WORK REQUIRED – Please copy out the listing below without any changes, from the line with "target | ribbed horn ridge" through the end of the listing.

Location annotation dataset excerpts

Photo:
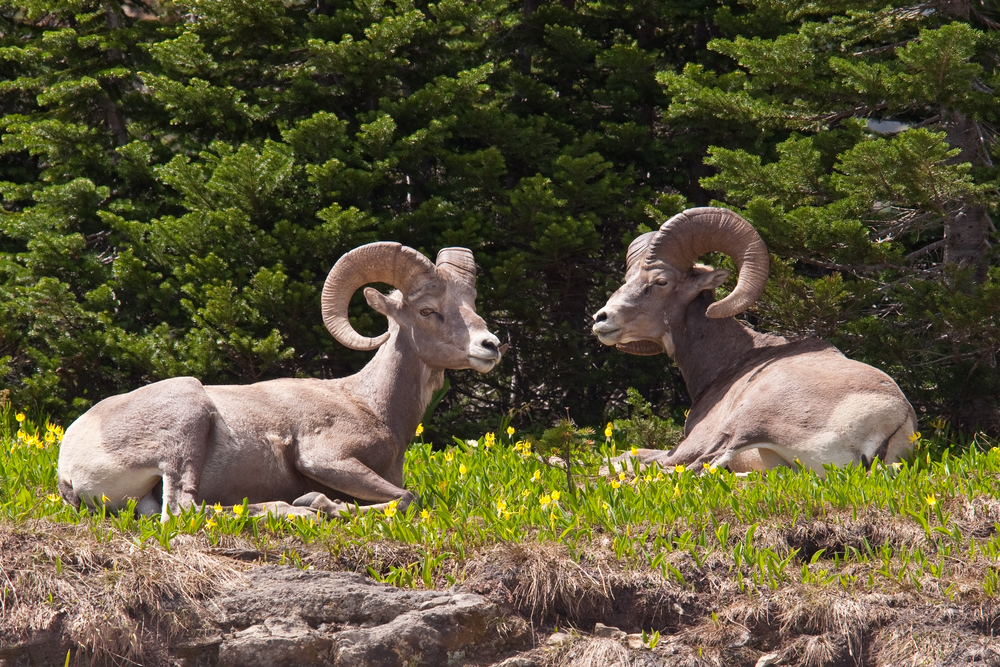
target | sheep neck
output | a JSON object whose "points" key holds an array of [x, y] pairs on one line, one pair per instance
{"points": [[397, 386], [706, 349]]}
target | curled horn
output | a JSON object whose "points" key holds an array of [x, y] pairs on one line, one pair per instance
{"points": [[686, 236], [637, 250], [382, 262], [458, 264], [642, 348]]}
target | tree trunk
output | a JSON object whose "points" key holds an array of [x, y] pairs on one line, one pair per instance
{"points": [[967, 230]]}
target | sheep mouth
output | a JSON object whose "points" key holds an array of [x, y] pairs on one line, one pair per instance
{"points": [[483, 364], [608, 336]]}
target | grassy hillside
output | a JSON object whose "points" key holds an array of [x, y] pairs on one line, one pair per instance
{"points": [[711, 566]]}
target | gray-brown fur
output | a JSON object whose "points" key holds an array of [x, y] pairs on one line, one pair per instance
{"points": [[758, 401], [292, 446]]}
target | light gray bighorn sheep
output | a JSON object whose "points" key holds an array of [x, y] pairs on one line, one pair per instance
{"points": [[758, 401], [294, 446]]}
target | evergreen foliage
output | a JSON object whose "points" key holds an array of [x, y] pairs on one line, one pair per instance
{"points": [[177, 178], [868, 136]]}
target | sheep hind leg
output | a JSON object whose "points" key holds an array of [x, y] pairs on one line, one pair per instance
{"points": [[356, 480]]}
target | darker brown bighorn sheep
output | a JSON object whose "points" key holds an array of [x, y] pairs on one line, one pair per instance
{"points": [[294, 446], [759, 401]]}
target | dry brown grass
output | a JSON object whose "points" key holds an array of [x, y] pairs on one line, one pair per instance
{"points": [[125, 605], [120, 603]]}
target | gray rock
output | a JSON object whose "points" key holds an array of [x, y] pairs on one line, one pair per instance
{"points": [[608, 632], [283, 616]]}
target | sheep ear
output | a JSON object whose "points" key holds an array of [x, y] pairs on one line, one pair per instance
{"points": [[710, 280], [380, 302]]}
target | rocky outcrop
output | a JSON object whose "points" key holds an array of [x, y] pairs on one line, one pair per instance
{"points": [[278, 616]]}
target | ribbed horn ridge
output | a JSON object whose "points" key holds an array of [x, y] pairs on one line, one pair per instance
{"points": [[458, 263], [642, 348], [637, 250], [382, 262], [688, 235]]}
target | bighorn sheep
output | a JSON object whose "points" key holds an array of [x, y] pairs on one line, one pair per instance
{"points": [[758, 401], [293, 446]]}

SOLUTION FOR THIS PROBLEM –
target | ribbed horn ridge
output | a JSON object whose "points" key holds an array of [x, y] pairs on one line, one pair per instance
{"points": [[458, 263], [642, 348], [637, 250], [382, 262], [688, 235]]}
target | bighorn sheep
output | a JSON object whose "points" key holds an array of [x, y] pairs on one line, one pair per instance
{"points": [[758, 401], [293, 446]]}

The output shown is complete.